Job ::
Please write out all of the records again, replacing every "Mark one point" with "Place a single point" and leaving everything else unchanged.

-- Start of Record set --

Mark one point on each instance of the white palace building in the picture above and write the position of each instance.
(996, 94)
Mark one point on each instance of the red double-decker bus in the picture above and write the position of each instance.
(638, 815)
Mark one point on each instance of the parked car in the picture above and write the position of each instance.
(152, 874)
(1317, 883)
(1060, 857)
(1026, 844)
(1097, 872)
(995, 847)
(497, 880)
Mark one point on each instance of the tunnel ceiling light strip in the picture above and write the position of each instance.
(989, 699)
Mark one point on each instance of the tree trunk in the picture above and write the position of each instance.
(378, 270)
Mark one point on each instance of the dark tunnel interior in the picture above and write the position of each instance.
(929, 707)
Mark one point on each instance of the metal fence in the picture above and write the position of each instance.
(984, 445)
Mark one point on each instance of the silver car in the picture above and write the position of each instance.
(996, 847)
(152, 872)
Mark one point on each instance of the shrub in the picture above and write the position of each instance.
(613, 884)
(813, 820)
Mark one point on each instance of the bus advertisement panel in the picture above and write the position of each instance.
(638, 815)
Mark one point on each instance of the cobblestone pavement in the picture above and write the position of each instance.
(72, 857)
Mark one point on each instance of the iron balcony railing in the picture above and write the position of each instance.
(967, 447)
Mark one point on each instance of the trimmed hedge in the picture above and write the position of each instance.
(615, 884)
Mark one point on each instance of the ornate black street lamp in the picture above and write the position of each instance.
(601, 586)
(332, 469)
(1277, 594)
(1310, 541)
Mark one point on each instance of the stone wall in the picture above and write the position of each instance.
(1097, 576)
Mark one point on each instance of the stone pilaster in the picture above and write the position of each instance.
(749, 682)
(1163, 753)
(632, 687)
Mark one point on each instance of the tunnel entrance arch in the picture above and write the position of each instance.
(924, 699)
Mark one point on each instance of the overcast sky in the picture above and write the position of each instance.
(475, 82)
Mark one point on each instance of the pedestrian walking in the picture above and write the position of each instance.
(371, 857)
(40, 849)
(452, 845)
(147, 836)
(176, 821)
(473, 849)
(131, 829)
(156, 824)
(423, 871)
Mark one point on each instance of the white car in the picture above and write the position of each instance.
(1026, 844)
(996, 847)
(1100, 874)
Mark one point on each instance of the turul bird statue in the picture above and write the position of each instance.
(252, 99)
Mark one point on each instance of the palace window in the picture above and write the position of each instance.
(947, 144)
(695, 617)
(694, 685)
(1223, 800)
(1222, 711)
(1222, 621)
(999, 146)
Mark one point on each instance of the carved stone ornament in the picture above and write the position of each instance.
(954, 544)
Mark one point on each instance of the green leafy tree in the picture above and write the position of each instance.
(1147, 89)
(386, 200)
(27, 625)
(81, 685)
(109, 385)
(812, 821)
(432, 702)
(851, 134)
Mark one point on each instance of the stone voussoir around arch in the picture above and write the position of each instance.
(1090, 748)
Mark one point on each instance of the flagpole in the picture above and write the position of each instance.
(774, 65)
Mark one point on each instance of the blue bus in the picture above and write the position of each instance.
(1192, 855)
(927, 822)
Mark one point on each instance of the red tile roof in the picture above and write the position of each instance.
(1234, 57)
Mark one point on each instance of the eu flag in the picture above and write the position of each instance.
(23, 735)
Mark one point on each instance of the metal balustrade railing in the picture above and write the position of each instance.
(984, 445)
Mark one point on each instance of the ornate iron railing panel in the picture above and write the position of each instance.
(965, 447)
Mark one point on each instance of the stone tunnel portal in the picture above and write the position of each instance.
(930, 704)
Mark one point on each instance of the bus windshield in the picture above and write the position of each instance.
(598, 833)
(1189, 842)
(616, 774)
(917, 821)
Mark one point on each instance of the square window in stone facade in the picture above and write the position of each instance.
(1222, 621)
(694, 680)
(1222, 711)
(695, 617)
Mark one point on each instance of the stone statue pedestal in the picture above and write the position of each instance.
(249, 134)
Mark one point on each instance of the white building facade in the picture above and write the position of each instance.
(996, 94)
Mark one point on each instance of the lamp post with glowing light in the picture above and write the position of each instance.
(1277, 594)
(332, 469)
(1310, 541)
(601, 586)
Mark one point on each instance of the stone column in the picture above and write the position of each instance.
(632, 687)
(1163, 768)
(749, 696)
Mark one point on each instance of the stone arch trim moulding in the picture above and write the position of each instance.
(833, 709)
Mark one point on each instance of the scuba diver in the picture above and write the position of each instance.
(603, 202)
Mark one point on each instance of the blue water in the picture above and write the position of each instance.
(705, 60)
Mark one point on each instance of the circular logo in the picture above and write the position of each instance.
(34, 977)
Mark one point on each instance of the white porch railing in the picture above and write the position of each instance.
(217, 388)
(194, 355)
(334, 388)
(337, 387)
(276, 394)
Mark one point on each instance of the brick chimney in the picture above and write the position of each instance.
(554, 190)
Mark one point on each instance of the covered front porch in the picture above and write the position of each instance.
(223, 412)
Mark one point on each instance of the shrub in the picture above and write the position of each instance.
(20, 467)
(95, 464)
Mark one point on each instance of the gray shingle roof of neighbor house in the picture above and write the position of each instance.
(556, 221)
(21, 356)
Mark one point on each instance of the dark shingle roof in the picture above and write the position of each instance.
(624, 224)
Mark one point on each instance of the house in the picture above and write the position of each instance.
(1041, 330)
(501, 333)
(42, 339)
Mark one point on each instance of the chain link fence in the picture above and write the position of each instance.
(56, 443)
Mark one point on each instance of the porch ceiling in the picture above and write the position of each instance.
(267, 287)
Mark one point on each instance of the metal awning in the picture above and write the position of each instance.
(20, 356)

-- End of Record set --

The output ::
Place a single point on each instance of the white palace building in the picture above and write the position of each instance.
(996, 94)
Place a single point on each instance of the red double-decker bus in the picture above and write the position of each instance.
(638, 815)
Place a single point on each instance of the parked car in the picture above and write the position of each instance.
(152, 874)
(1317, 883)
(1060, 857)
(1026, 844)
(1097, 872)
(995, 847)
(497, 880)
Place a single point on each instance of the tunnel ceiling light strip in the picture above and write the position of each instance.
(989, 699)
Place a single point on each instance of the tree trunk in the picture above and write the position of each instance.
(378, 270)
Place a single point on each instance of the dark tunnel interior in the picture above and write the position of each instance.
(929, 707)
Place a single point on each instance of the metal fence in the picture above and write the position of each instance.
(984, 445)
Place a single point on each instance of the silver car in the picture above and write the position of each instance.
(996, 847)
(152, 872)
Place a single point on each instance of the shrub in the picture above and write the position of each instance.
(613, 884)
(813, 820)
Place a single point on each instance of the bus advertisement panel in the picture above and write the position of each instance.
(638, 815)
Place a single point on each instance of the cobblestone pavement in the picture above and write the position of each instance.
(72, 857)
Place a single point on each instance of the iron balcony railing in the picture above and write the position of each instance.
(967, 447)
Place a single point on each instance of the trimmed hedge in the picture above and write the position of each instance.
(615, 884)
Place a single point on each instance of the ornate black street lamp in the picture above and write the position of each instance.
(601, 586)
(332, 469)
(1277, 594)
(1310, 541)
Place a single point on each instance of the stone wall in the picture above and write the position of each instance.
(1097, 576)
Place a single point on each instance of the stone pilaster in the picture above and write the position of each instance.
(749, 682)
(1163, 753)
(632, 687)
Place a single point on each instance of the tunnel entrance arch in the picture above and write the position of each instance.
(924, 699)
Place a single point on each instance of the overcast sky in the picture above and write the position of each instance.
(475, 82)
Place a single point on each instance of the pedestrian walking in the picture above and write the position of each instance.
(371, 857)
(40, 849)
(452, 845)
(147, 836)
(176, 821)
(473, 849)
(131, 829)
(156, 824)
(423, 871)
Place a single point on each instance of the white car in the picture above and write the position of each instance.
(1026, 844)
(996, 847)
(1100, 874)
Place a single point on each instance of the turul bird statue in the picture above and write the position of each instance.
(252, 99)
Place a single point on each instance of the palace window in the picture above and write the position of each instance.
(947, 144)
(695, 617)
(694, 685)
(1223, 800)
(1222, 711)
(1222, 621)
(999, 146)
Place a single point on each instance of the carved stone ornament in the picture above and write the position of each instance.
(954, 544)
Place a single point on each instance of the green leafy tree in the picture above and write the position of each instance.
(1147, 89)
(386, 200)
(27, 625)
(81, 685)
(109, 385)
(812, 821)
(432, 702)
(851, 134)
Place a single point on each instance of the stone voussoir around arch in the picture above and write the position of each instance.
(1090, 748)
Place a single point on each instance of the flagpole in the picture above and write the position of each instance.
(774, 65)
Place a single point on each instance of the blue bus in the picture above and write the position of each instance.
(1192, 855)
(927, 822)
Place a single point on each instance of the red tile roof in the picture above and write the position of each instance.
(1234, 57)
Place a single point on each instance of the eu flag in the picture above and write the position of each instance.
(23, 735)
Place a single point on each instance of the metal balustrade railing in the picture above and write the position of each instance.
(984, 445)
Place a single point on each instance of the ornate iron railing panel in the picture above and write the position of each instance.
(965, 447)
Place a single point on each instance of the stone tunnel portal in the picture above and write the position of each instance.
(930, 704)
Place a single point on each instance of the bus windshield in the picture above and write the position of each instance.
(598, 833)
(1189, 842)
(616, 774)
(917, 821)
Place a single point on each instance of the square window in stone facade in the picture above and write the position of each instance.
(1222, 621)
(694, 680)
(1222, 711)
(695, 617)
Place a single point on each instance of the stone statue pedestal in the picture above and write the position of each instance.
(249, 134)
Place a single point on each instance of the white building facade in the picture above and write the position of each instance.
(996, 94)
Place a single point on each instance of the lamp post with glowing light in the picture above and write the position of each instance.
(1277, 594)
(332, 469)
(1310, 541)
(601, 586)
Place a single point on each instance of the stone column in the picture above and write the position of each instance.
(632, 687)
(1163, 768)
(749, 696)
Place a single point on each instance of the stone arch trim moulding in the picture above and write the position of each instance.
(833, 709)
Place a single point on each instance of the scuba diver in the picture above and write the position of each instance.
(603, 202)
Place a single point on each instance of the blue water in the picture above and write the position of each instance.
(705, 60)
Place a single point on each instance of the circular logo in the picture above and write the position of each instance.
(34, 977)
Place a single point on each instance of the white porch railing in the picture above and write the position of each instance.
(217, 388)
(194, 355)
(334, 388)
(337, 387)
(276, 394)
Place a single point on each instance of the brick chimney in the picture above and write the position of each instance.
(554, 190)
Place a single point on each instance of the covered front porch in the picture above and write the position of each instance.
(223, 412)
Place a single point on each instance of the shrub in the picture above and write the position of each instance.
(20, 467)
(95, 464)
Place a single point on each instance of the gray shingle roof of neighbor house in the picture above and write the position of each instance.
(556, 221)
(21, 356)
Place a single point on each instance of the dark shingle roof in the picture above and write the position of each instance.
(624, 224)
Place a single point on each instance of the house in the picture above and write the position of each instance.
(1041, 330)
(501, 333)
(42, 339)
Place a single point on each instance of the chain link fence in the picture above and write the position of each instance.
(56, 443)
Place a single point on each instance of the porch ceiling in the picture above and write the position of each instance.
(267, 287)
Place a single point on each instance of the metal awning in the picture above and write the position of each instance.
(20, 356)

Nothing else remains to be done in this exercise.